Work to complete: Print the listing below line for line, changing nothing.

---- Dataset rows

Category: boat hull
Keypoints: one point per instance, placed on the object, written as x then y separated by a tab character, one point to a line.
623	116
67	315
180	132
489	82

--------

Reply:
Category: boat hull
Keypoints: one point per instance, placed on the object, written as x then y separated by a tab character, one point to a line.
623	116
67	315
180	132
489	82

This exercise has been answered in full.